__What you are asked to do__.
Please return the full listing below without altering anything.

__Supplied material__.
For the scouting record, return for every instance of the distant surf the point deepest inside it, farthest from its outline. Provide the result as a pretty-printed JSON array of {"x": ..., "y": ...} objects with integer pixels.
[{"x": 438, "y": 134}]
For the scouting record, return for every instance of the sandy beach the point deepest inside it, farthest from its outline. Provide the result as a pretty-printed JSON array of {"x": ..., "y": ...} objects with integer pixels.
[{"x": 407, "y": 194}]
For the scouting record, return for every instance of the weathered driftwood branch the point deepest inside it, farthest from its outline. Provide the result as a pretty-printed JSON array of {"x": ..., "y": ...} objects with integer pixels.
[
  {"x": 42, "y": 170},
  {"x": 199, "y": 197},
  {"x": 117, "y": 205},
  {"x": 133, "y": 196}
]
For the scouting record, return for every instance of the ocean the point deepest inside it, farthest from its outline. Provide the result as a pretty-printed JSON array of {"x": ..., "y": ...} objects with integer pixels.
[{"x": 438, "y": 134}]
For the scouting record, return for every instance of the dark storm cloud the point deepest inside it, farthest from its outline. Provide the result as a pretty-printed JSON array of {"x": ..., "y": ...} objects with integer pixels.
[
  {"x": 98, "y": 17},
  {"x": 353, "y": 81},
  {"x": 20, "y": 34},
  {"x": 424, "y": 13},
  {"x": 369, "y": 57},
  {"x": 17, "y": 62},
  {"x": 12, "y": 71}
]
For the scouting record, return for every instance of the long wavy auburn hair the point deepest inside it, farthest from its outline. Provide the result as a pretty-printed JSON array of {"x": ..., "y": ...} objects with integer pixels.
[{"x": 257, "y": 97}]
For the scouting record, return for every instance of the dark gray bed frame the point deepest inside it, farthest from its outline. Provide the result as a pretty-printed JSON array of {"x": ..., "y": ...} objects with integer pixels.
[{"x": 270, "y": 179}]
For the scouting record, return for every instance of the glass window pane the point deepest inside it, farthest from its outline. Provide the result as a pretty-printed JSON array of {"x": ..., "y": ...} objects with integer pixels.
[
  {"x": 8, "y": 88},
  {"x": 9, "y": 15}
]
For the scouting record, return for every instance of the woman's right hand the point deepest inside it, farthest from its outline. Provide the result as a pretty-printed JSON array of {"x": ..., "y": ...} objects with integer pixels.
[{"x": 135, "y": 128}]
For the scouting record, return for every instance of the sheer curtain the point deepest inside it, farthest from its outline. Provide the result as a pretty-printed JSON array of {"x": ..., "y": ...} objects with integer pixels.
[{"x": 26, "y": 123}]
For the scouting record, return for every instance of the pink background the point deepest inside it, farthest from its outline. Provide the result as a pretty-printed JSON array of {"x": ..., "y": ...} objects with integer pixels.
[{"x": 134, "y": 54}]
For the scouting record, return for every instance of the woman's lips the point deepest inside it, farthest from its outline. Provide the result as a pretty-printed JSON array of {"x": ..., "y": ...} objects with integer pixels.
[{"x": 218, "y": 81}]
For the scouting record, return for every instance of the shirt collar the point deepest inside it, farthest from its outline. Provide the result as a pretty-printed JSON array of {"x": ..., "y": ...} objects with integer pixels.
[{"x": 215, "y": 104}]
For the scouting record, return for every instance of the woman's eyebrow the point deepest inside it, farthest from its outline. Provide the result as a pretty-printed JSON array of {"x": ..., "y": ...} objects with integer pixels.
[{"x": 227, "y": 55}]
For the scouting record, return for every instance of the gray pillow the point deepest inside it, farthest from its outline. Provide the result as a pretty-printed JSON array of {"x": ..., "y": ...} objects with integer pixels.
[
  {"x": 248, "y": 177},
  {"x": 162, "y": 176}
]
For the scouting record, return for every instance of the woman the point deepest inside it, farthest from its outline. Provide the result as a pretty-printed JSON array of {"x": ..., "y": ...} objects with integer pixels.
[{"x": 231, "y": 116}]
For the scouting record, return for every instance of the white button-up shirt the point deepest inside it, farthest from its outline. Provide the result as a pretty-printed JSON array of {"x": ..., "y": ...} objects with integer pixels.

__Answer below__.
For the scouting record, return for every instance of the distant surf the point deepest inside it, farthest from its outline. Provide the result as a pretty-printed JSON array of {"x": ..., "y": ...} objects with integer pixels.
[{"x": 438, "y": 134}]
For the scouting record, return for every instance of the sandy beach the point deepest inside it, farthest from its outline. Provide the result as a pretty-printed JSON array of {"x": ..., "y": ...} objects with integer pixels.
[{"x": 407, "y": 194}]
For the scouting record, return for every instance of the weathered driftwood branch the point deepest inside it, farthest from its outline. Provide the result as a pretty-printed JSON array of {"x": ..., "y": ...} objects with integer pixels.
[
  {"x": 42, "y": 170},
  {"x": 199, "y": 197},
  {"x": 117, "y": 205},
  {"x": 133, "y": 196}
]
For the scouting record, return for every instance of the ocean the point deepest inside it, farthest from its outline. Provide the result as a pretty-printed JSON array of {"x": ..., "y": ...} objects with integer pixels.
[{"x": 438, "y": 134}]
For the scouting record, return for every instance of the dark storm cloud the point deepest inside it, farthest from its outline. Provide the result as a pretty-printed JSON array of {"x": ..., "y": ...} objects with integer pixels.
[
  {"x": 98, "y": 17},
  {"x": 353, "y": 81},
  {"x": 20, "y": 34},
  {"x": 424, "y": 13},
  {"x": 369, "y": 57},
  {"x": 17, "y": 62},
  {"x": 12, "y": 71}
]
For the scouting record, return for every instance of the long wavy auburn hair the point deepest inside it, farthest from its outline. Provide the result as a pretty-printed JSON array of {"x": ..., "y": ...} objects with integer pixels.
[{"x": 257, "y": 97}]
For the scouting record, return for every instance of the dark gray bed frame the point deepest inside it, farthest from its outline. Provide the result as a pretty-printed JSON array of {"x": ..., "y": ...} objects with integer pixels.
[{"x": 270, "y": 179}]
For the scouting record, return for every instance of the glass window pane the point deepest inside it, farthest from its outline. Provide the result as a pretty-printed JSON array of {"x": ..., "y": ...} objects with integer pixels.
[
  {"x": 8, "y": 88},
  {"x": 9, "y": 15}
]
For the scouting record, return for every instance of the woman's right hand the point deepest inside it, farthest from its outline. Provide the result as a pretty-printed JSON array of {"x": ..., "y": ...} objects with integer pixels.
[{"x": 135, "y": 128}]
For the scouting record, return for every instance of the sheer curtain the point deepest inside it, farthest from its outline. Provide the result as a pretty-printed JSON array of {"x": ..., "y": ...} objects with integer pixels.
[{"x": 26, "y": 123}]
For the scouting record, return for every instance of the pink background the point deepest inside it, farthest from its outline. Provide the result as a pretty-printed JSON array of {"x": ..., "y": ...} objects with integer pixels.
[{"x": 134, "y": 54}]
For the scouting record, return for every instance of the woman's lips the point deepest inside it, farthest from its outline. Provide the result as a pretty-printed JSON array of {"x": ..., "y": ...} objects with integer pixels.
[{"x": 218, "y": 81}]
For the scouting record, return for every instance of the shirt collar the point deepest inside it, farthest from its outline. Provide the result as a pretty-printed JSON array of {"x": ..., "y": ...} objects with integer pixels.
[{"x": 215, "y": 104}]
For the scouting record, return for every instance of the woman's eyebrow the point deepest inside it, farthest from its outline. Provide the result as a pretty-printed JSON array of {"x": ..., "y": ...} objects with integer pixels.
[{"x": 227, "y": 55}]
For the scouting record, return for every instance of the gray pillow the point deepest inside it, farthest from its outline. Provide the result as a pretty-printed JSON array of {"x": ..., "y": ...} objects with integer pixels.
[
  {"x": 248, "y": 177},
  {"x": 162, "y": 176}
]
For the scouting record, return for every instance of the woman the point deepest inside it, farthest from its outline. Provide the result as a pretty-printed JSON array of {"x": ..., "y": ...} objects with integer pixels.
[{"x": 231, "y": 116}]
For the scouting record, return for every instance of the white button-up shirt the point deepest inside it, farthest from its outline. Provide the result as a pretty-printed JSON array of {"x": ..., "y": ...} objects with integer pixels.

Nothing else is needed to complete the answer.